- SUPPLIED RECORDS
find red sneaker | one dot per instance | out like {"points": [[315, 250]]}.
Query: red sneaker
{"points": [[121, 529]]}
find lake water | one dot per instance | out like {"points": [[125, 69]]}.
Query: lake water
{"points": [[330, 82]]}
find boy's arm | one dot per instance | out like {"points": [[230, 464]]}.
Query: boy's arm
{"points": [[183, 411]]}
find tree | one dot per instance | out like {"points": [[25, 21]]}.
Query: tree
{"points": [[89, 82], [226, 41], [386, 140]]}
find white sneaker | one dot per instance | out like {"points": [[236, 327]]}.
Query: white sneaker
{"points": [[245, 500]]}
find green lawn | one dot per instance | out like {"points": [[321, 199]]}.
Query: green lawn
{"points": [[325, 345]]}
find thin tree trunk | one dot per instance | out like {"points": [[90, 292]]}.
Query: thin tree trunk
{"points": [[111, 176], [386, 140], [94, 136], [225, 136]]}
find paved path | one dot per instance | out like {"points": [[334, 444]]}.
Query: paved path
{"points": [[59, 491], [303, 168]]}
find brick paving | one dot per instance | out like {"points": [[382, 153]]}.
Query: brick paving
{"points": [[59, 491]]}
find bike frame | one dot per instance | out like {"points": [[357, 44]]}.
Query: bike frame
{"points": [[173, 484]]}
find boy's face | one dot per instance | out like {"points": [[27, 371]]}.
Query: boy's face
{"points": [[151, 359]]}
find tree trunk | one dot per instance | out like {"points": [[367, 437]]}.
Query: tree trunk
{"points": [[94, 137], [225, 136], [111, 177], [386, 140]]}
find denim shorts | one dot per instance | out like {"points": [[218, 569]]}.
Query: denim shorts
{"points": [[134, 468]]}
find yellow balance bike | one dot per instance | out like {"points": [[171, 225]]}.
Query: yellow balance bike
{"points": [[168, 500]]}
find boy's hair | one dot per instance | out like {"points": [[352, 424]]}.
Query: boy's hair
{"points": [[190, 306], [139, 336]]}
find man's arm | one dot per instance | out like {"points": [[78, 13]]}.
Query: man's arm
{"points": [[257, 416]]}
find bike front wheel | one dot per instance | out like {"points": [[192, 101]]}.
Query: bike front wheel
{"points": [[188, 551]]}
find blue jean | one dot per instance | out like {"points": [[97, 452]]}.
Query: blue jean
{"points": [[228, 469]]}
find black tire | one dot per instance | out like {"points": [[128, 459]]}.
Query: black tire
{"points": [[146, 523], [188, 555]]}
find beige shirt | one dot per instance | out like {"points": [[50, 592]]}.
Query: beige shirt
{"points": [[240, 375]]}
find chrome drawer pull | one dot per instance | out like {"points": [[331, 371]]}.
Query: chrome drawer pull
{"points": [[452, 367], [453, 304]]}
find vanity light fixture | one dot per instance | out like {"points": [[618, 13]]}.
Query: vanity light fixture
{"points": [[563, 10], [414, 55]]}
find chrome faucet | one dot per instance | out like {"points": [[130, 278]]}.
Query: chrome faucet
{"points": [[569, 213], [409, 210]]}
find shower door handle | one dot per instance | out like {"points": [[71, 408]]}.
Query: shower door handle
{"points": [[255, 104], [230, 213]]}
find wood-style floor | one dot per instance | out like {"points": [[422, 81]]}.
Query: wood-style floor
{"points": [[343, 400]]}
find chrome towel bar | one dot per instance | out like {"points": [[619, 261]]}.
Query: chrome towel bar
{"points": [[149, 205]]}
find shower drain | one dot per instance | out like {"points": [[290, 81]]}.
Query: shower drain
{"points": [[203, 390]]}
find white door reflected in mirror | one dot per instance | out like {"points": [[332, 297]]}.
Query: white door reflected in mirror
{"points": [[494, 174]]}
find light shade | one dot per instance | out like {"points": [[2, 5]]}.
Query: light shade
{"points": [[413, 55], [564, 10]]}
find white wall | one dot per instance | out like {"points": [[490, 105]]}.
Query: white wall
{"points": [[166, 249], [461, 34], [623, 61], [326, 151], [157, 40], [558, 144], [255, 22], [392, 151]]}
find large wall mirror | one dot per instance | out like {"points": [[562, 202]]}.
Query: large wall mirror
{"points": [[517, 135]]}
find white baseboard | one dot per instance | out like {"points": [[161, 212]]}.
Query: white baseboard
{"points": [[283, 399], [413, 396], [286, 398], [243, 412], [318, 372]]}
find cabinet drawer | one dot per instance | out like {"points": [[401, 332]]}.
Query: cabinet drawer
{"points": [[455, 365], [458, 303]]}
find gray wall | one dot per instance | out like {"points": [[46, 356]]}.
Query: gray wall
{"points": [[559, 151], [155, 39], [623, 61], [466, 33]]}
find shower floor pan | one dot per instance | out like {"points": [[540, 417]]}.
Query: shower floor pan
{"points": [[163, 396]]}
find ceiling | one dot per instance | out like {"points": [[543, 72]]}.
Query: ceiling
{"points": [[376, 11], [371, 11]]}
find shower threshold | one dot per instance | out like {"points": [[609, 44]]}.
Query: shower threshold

- WHAT TO PRODUCE
Return all of the entries word for word.

- RESULT
find red sneaker | one dot per instance | out like {"points": [[315, 250]]}.
Query: red sneaker
{"points": [[121, 529]]}
find lake water | one dot per instance | out like {"points": [[125, 69]]}.
Query: lake water
{"points": [[330, 82]]}
find boy's arm | one dot per instance | out like {"points": [[230, 464]]}.
Query: boy's arm
{"points": [[183, 411]]}
find tree | one dot per instance | out like {"points": [[25, 21]]}.
Query: tree
{"points": [[89, 82], [226, 41], [386, 140]]}
find white sneaker | one dot per instance | out like {"points": [[236, 327]]}.
Query: white sneaker
{"points": [[245, 500]]}
find green lawn | one dot per instance | out like {"points": [[321, 199]]}.
Query: green lawn
{"points": [[325, 345]]}
find thin tree trunk | one dot per instance | out like {"points": [[90, 292]]}.
Query: thin tree trunk
{"points": [[111, 176], [386, 140], [94, 136], [225, 136]]}
find paved path | one dot per instance | out like {"points": [[334, 444]]}.
Query: paved path
{"points": [[59, 491], [303, 168]]}
find brick paving | one dot per instance | out like {"points": [[382, 153]]}.
Query: brick paving
{"points": [[59, 491]]}
find bike frame | one dot per instance | out like {"points": [[357, 44]]}.
Query: bike frame
{"points": [[173, 484]]}
find boy's face | one dot per instance | out like {"points": [[27, 371]]}.
Query: boy's face
{"points": [[151, 359]]}
find tree trunk | one dot per instance | out like {"points": [[367, 437]]}.
Query: tree trunk
{"points": [[94, 137], [225, 136], [111, 177], [386, 140]]}
find denim shorts | one dot per instance | out like {"points": [[218, 569]]}.
Query: denim shorts
{"points": [[134, 468]]}
find yellow balance bike | one dot per instance | out like {"points": [[171, 225]]}.
Query: yellow balance bike
{"points": [[168, 500]]}
find boy's hair | one dot per instance | out like {"points": [[352, 424]]}.
Query: boy's hair
{"points": [[190, 306], [139, 336]]}
find man's arm | one dot per instance | out like {"points": [[78, 13]]}.
Query: man's arm
{"points": [[257, 416]]}
find bike front wheel | one dot per instance | out like {"points": [[192, 101]]}.
Query: bike front wheel
{"points": [[188, 551]]}
find blue jean | one dot per instance | out like {"points": [[97, 452]]}.
Query: blue jean
{"points": [[228, 469]]}
find black tire | one dot per instance | out like {"points": [[128, 459]]}.
Query: black tire
{"points": [[146, 523], [188, 555]]}
find beige shirt | one dot per instance | out like {"points": [[50, 592]]}.
Query: beige shirt
{"points": [[240, 375]]}
find chrome drawer pull | one dot per instance | out like {"points": [[331, 371]]}.
Query: chrome drawer pull
{"points": [[452, 367], [453, 304]]}
find vanity light fixture | one dot per instance | out like {"points": [[618, 13]]}.
Query: vanity light fixture
{"points": [[563, 10], [414, 55]]}
find chrome faucet | one dot per instance | out like {"points": [[130, 278]]}.
Query: chrome faucet
{"points": [[569, 213], [409, 210]]}
find shower door handle | one dot per instance | out like {"points": [[71, 408]]}.
Query: shower door handle
{"points": [[255, 104], [230, 213]]}
find wood-style floor | one dot per instance | out like {"points": [[422, 81]]}.
Query: wood-style floor
{"points": [[343, 400]]}
find chrome towel bar | one dot per instance | out like {"points": [[619, 261]]}.
Query: chrome towel bar
{"points": [[149, 205]]}
find shower drain | one dot per instance | out like {"points": [[290, 81]]}.
Query: shower drain
{"points": [[203, 390]]}
find white door reflected in mirror | one dot per instance | out like {"points": [[332, 297]]}.
Query: white door reflected in mirror
{"points": [[494, 174]]}
find light shade | one dot per instance | out like {"points": [[2, 5]]}.
Query: light shade
{"points": [[413, 55], [564, 10]]}
find white wall | one dot per instance | out like {"points": [[490, 105]]}.
Query: white wall
{"points": [[166, 249], [461, 34], [623, 61], [326, 151], [157, 40], [558, 144], [255, 22], [392, 151]]}
find large wall mirror | one dot per instance | out like {"points": [[562, 202]]}.
Query: large wall mirror
{"points": [[517, 135]]}
find white baseboard | one dot per instance | out like {"points": [[161, 212]]}.
Query: white baseboard
{"points": [[283, 399], [413, 396], [286, 398], [243, 412], [318, 372]]}
find cabinet drawer | one dot per instance | out like {"points": [[401, 332]]}.
Query: cabinet drawer
{"points": [[455, 365], [458, 303]]}
find gray wall | one dot per instance | out like {"points": [[46, 356]]}.
Query: gray wall
{"points": [[559, 151], [155, 39], [623, 61], [466, 33]]}
find shower floor pan | one dot per instance | out like {"points": [[540, 417]]}.
Query: shower floor pan
{"points": [[163, 396]]}
find ceiling | one dot per instance | out like {"points": [[543, 72]]}.
Query: ceiling
{"points": [[376, 11], [371, 11]]}
find shower threshold | one dot per instance | out like {"points": [[609, 44]]}.
Query: shower threshold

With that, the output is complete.